- _Task prompt_
Answer these questions from the comments below:
1. On which page does the document give an illustrative case?
2. Discrimination on which two grounds does the document acknowledge must be avoided?
3. Who must make the ultimate decision on acceptance for listing?

---------- Extract

The comments below are based n the perspective of a paediatric nephrology transplantation unit.

  1. We feel this is a good document and generally endorse it.
  2. We acknowledge there is specific comment on paediatric transplantation, but this is quite limited (p14) and is focused on consent and autonomy of the mature minor, with an illustrative case (p19). We feel this is a strength of the document.
  3. There is acknowledgement of the need to avoid discrimination against any individual based on age or disability (p10, 15), but this is not discussed in great detail.
  4. In our experience, there has been a major shift in the ethical dilemmas facing paediatric nephrologists and a significant area of controversy remains the approach to the severely disabled child with a reasonable life expectancy. A typical example would be a child with cerebral palsy, wheel-chair bound, verbal language delay, incontinent, neurologically stable and perceived by the parents to have a good quality of life with anticipated survival into/ beyond early adulthood. Perhaps teenage child on in-centre haemodialysis for whom transplantation would offer accepted health and financial benefits over dialysis, but also further benefits to quality of life for the whole family, more family-based care and markedly reduced burden of travel/ dialysis attendance.

We would recommend a case illustrating this type of example and corroborating the statement regarding non-discrimination in this instance implying that this child would be a candidate for transplantation. However, the ultimate decision for acceptance for listing must be made by a multidisciplinary team which may include involvement of a clinical ethics committee.

--------------------
---------- Given information

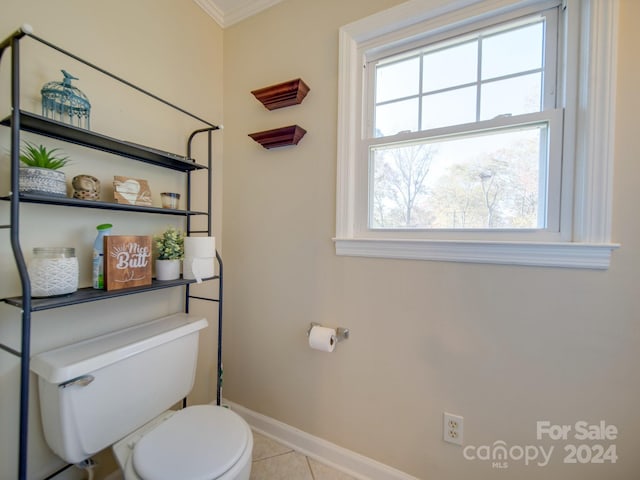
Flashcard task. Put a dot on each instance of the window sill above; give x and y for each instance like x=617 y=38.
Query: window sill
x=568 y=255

--------------------
---------- Given information

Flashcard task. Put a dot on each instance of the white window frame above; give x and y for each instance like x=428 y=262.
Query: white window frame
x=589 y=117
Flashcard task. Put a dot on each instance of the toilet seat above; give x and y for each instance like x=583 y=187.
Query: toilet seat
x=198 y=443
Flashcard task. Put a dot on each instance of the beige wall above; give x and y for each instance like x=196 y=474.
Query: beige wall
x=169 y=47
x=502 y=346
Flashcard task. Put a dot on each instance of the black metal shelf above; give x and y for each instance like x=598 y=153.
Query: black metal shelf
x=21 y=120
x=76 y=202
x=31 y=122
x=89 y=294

--------------------
---------- Given information

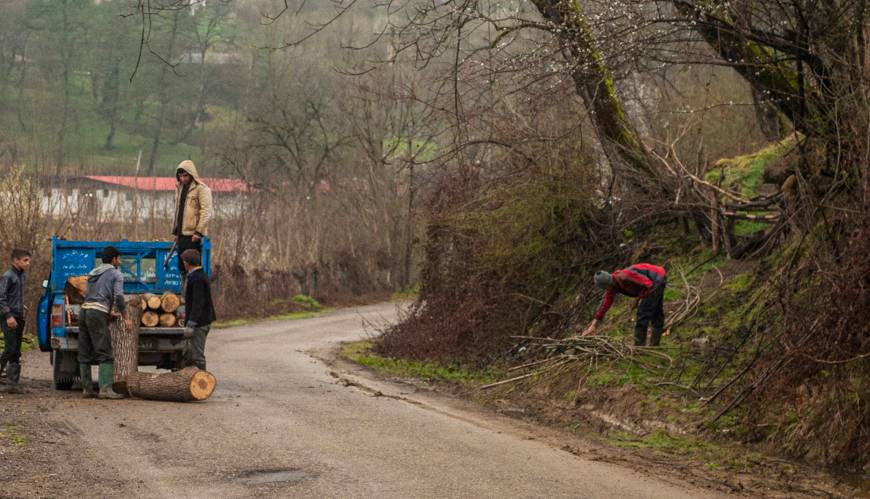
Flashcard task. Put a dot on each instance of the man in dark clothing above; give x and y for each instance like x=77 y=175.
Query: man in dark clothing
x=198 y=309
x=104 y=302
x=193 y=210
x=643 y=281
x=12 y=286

--------------------

- _Your response_
1. Page 19
2. Age and disability
3. A multidisciplinary team, which may include a clinical ethics committee